> [課題一覧]:
(1) 犬の痛みのサインについての文章のうち、「じっと動かずにいるのとは逆に」から「体を嫌がるケースもあります。」までのすべてを書き写してください。
(2) 犬の痛みのサインについての文章によると、強い痛みや不快感がある犬がじっと動かずに過ごそうとするのはなぜですか。1～3文で説明してください。

> [提示文]:
普段は活発に動き回る犬が、じっと動かない様子を見せたら注意が必要です。強い痛みや不快感がある場合、犬はなるべく体を動かさずに過ごそうとします。体を動かすことで痛みや不快感が増すのを避けようとして、じっとするのです。

犬が横たわったり丸まったりしたまま長時間同じ場所にいる場合は、動くことがつらいほどの強い痛みを抱えているのかもしれません。

2.落ち着きがなくなる

じっと動かずにいるのとは逆に、落ち着きがなくなるのも犬が痛みを感じているサインのひとつです。痛みに波があったり、痛みからくる不安や不快感があったりすると、うろうろ歩き回ったり、何度も寝場所を変えたりすることがあります。

普段の愛犬の様子と比べて明らかに落ち着きがない場合は、何らかの痛みを抱えている可能性を考慮し、注意深く観察しましょう。

3.触られるのを嫌がる

犬は痛みを抱えているとき、触られるのを嫌がって逃げたり、唸ったり、噛みつこうとしたりすることがあります。痛みのある特定の部位を触られるのを嫌がるケースもあれば、部位に関係なく触られること自体を嫌がるケースもあります。

参照表現ポインティングデータ
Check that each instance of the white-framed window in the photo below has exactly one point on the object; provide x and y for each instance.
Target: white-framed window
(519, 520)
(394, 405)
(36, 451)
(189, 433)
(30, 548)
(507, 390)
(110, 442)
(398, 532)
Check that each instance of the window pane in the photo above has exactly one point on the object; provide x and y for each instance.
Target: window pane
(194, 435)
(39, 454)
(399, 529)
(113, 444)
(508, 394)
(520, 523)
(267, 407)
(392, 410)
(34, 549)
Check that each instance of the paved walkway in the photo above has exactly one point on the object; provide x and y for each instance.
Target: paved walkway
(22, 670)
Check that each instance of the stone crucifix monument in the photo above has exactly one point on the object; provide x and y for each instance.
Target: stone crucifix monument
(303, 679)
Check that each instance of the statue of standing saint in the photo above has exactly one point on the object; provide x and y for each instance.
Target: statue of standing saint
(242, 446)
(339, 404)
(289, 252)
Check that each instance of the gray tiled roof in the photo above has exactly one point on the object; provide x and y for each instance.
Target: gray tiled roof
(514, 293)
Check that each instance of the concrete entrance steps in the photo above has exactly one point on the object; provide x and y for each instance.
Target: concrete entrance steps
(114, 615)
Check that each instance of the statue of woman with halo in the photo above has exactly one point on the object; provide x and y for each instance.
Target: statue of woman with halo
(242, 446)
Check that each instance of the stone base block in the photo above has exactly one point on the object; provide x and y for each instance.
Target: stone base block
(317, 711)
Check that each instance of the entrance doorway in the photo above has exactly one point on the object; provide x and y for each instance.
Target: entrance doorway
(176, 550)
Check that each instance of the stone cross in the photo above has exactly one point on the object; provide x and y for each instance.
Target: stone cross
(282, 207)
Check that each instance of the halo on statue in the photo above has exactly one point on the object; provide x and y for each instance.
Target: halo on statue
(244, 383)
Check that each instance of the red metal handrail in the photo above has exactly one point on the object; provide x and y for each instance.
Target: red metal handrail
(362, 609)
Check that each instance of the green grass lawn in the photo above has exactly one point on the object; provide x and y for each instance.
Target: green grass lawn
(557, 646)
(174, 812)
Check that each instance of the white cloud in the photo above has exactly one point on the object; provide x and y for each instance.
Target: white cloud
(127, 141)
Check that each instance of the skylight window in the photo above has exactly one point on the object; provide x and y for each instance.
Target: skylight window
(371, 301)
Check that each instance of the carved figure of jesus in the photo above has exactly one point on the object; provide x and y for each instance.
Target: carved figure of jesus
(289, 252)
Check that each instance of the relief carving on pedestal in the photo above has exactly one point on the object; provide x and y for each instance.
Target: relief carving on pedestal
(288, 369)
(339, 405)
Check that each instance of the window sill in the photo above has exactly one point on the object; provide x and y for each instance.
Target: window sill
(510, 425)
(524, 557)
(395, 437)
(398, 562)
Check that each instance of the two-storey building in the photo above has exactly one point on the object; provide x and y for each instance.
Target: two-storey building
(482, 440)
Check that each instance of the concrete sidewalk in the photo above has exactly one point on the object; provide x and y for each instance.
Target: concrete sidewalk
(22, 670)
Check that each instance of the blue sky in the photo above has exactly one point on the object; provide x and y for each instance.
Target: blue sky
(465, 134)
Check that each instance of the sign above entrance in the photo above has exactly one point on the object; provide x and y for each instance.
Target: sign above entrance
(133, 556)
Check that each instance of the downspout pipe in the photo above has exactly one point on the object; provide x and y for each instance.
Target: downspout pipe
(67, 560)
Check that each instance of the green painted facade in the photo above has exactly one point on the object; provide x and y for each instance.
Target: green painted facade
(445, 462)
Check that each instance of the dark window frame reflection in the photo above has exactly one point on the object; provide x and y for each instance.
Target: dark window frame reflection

> [各課題の解答]:
(1)
じっと動かずにいるのとは逆に、落ち着きがなくなるのも犬が痛みを感じているサインのひとつです。痛みに波があったり、痛みからくる不安や不快感があったりすると、うろうろ歩き回ったり、何度も寝場所を変えたりすることがあります。

普段の愛犬の様子と比べて明らかに落ち着きがない場合は、何らかの痛みを抱えている可能性を考慮し、注意深く観察しましょう。

3.触られるのを嫌がる

犬は痛みを抱えているとき、触られるのを嫌がって逃げたり、唸ったり、噛みつこうとしたりすることがあります。痛みのある特定の部位を触られるのを嫌がるケースもあれば、部位に関係なく触られること自体を嫌がるケースもあります。

(2) 体を動かすと痛みや不快感が増してしまうからです。犬はそれを避けようとして、なるべく体を動かさずにじっとしています。